(Saved entries)
*** Block opens ***
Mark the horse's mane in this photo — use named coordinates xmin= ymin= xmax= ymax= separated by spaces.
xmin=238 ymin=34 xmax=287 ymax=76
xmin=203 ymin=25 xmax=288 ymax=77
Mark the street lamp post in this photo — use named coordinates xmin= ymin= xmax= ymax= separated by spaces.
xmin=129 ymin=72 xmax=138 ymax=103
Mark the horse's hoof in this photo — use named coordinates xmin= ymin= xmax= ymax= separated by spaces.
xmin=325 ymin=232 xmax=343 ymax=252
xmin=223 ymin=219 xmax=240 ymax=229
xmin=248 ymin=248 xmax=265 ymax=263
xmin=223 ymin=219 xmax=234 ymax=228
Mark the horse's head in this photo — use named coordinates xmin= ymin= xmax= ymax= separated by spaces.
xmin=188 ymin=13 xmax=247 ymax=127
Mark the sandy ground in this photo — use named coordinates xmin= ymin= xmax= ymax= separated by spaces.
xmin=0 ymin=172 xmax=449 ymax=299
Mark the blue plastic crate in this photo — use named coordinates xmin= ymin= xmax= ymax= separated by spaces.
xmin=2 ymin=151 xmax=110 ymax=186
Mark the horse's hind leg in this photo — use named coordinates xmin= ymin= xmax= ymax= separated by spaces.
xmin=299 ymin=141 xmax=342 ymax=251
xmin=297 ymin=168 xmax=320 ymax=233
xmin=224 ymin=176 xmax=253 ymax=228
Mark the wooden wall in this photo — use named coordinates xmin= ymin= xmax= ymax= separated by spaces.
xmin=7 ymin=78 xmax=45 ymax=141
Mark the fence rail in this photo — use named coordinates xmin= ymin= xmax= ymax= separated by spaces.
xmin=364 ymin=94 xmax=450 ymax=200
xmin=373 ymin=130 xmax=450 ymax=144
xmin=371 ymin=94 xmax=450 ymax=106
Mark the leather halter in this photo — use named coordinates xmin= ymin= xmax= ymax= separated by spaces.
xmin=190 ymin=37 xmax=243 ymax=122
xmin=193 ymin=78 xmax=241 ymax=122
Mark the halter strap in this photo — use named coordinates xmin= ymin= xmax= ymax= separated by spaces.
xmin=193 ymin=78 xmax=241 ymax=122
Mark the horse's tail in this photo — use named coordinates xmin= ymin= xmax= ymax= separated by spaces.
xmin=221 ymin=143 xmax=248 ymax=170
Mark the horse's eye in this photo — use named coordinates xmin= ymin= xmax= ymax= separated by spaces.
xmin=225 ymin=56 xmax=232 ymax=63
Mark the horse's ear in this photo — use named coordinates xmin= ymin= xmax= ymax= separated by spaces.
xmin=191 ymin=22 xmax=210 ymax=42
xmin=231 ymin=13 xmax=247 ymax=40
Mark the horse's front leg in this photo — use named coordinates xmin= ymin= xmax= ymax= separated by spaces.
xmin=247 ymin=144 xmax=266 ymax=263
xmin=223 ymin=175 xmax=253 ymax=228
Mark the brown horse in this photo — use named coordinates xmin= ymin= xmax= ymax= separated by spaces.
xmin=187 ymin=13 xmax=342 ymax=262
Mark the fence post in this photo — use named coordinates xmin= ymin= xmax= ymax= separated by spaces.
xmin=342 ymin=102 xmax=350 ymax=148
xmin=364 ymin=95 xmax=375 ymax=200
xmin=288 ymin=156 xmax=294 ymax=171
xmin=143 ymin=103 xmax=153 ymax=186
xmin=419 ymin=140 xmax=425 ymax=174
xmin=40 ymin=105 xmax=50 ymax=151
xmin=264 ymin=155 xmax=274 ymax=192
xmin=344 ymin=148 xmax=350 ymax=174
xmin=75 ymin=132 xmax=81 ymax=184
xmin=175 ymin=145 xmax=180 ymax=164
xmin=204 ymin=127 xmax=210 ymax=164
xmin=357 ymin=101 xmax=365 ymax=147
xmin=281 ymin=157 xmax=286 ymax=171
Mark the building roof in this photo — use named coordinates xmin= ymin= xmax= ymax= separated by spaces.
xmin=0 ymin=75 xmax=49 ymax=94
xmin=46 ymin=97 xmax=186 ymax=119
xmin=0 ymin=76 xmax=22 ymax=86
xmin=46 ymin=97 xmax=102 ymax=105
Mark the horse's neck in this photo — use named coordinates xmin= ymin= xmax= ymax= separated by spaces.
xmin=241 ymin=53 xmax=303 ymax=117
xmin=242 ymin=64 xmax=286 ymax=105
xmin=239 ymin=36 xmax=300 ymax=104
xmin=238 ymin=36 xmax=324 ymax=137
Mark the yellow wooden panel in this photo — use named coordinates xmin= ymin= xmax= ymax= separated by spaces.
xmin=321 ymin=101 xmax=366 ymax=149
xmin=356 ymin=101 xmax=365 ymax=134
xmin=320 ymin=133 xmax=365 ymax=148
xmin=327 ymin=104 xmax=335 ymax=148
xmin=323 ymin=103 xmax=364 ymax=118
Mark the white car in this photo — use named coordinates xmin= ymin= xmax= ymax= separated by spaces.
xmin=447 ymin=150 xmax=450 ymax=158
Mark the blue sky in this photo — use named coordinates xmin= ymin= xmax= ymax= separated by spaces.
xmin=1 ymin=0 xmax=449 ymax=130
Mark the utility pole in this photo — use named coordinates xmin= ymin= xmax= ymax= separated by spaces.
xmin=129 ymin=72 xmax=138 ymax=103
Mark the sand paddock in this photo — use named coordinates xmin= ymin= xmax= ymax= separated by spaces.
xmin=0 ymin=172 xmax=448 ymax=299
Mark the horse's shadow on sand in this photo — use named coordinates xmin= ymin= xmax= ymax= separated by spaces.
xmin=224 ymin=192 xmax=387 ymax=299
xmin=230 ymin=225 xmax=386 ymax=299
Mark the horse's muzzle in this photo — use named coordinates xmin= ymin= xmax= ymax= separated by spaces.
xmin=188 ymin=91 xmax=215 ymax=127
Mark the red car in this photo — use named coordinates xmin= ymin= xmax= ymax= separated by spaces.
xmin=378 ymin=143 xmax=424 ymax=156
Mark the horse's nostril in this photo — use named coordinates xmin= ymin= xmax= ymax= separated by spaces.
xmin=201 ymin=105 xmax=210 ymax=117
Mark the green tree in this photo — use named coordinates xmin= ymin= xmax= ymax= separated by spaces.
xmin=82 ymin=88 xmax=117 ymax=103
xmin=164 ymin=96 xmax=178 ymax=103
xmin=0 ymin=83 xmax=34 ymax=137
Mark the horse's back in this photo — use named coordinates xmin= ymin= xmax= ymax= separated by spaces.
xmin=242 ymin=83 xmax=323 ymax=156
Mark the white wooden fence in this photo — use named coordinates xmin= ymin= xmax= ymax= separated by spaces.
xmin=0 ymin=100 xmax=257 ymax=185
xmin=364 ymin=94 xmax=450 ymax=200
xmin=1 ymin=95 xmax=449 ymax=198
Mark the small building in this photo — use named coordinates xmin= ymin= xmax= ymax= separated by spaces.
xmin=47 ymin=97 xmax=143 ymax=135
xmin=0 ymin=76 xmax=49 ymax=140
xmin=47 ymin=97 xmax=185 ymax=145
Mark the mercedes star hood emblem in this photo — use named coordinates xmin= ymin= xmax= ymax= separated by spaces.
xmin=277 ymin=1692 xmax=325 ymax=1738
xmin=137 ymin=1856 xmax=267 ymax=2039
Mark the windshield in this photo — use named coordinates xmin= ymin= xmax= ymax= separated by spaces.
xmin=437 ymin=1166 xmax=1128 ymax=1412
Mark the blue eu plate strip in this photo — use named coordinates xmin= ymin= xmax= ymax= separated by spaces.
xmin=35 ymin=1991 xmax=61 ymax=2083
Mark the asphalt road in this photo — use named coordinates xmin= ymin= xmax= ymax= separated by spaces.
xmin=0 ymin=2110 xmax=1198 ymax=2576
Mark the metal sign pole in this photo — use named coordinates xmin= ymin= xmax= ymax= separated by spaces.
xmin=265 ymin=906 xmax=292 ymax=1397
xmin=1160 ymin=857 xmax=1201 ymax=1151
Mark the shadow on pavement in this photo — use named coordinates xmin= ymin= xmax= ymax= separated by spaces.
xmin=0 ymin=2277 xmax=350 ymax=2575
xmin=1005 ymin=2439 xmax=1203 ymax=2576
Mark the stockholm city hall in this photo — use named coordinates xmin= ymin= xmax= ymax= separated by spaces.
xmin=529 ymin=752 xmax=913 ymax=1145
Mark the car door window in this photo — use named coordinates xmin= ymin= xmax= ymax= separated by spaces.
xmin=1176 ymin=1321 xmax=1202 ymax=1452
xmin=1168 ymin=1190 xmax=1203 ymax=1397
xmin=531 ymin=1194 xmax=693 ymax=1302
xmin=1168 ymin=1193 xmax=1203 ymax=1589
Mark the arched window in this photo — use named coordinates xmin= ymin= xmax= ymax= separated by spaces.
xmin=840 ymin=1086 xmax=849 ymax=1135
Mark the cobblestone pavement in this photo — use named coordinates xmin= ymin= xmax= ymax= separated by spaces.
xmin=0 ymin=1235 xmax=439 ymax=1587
*** Block closes ***
Exercise description: Working down from the line that contains "Mark the windshield", retype each line exactly through the last line of the data, and give nothing else.

Solution for this exercise:
Mark the windshield in this photo — use named coordinates xmin= ymin= xmax= ymax= separated by spaces.
xmin=437 ymin=1166 xmax=1128 ymax=1412
Mark the blue eu plate strip in this photo — use named coordinates xmin= ymin= xmax= ymax= separated by spaces.
xmin=35 ymin=1991 xmax=61 ymax=2083
Mark the asphalt road in this photo — use named coordinates xmin= ymin= xmax= ymax= separated by spaces.
xmin=0 ymin=2110 xmax=1198 ymax=2576
Mark the metal sign pole in this photo — use named coordinates xmin= ymin= xmax= ymax= separated by spaces.
xmin=265 ymin=906 xmax=292 ymax=1397
xmin=1160 ymin=857 xmax=1201 ymax=1151
Mark the shadow on pavement in this photo — use named coordinates xmin= ymin= xmax= ymax= separated by spaces.
xmin=0 ymin=2277 xmax=350 ymax=2575
xmin=1005 ymin=2439 xmax=1203 ymax=2576
Mark the stockholm city hall in this photo — use named coordinates xmin= ymin= xmax= ymax= separated by spaces.
xmin=529 ymin=752 xmax=913 ymax=1145
Mark the car door window in this photo — use named coordinates xmin= ymin= xmax= ymax= separated by spaces.
xmin=1176 ymin=1321 xmax=1202 ymax=1452
xmin=1168 ymin=1190 xmax=1203 ymax=1397
xmin=531 ymin=1194 xmax=693 ymax=1302
xmin=1168 ymin=1193 xmax=1203 ymax=1589
Mark the arched window in this photo — use named coordinates xmin= ymin= xmax= ymax= separated by spaces.
xmin=840 ymin=1086 xmax=849 ymax=1135
Mark the cobblestone pavement in this photo — use named coordinates xmin= ymin= xmax= ymax= separated by spaces.
xmin=0 ymin=1235 xmax=439 ymax=1587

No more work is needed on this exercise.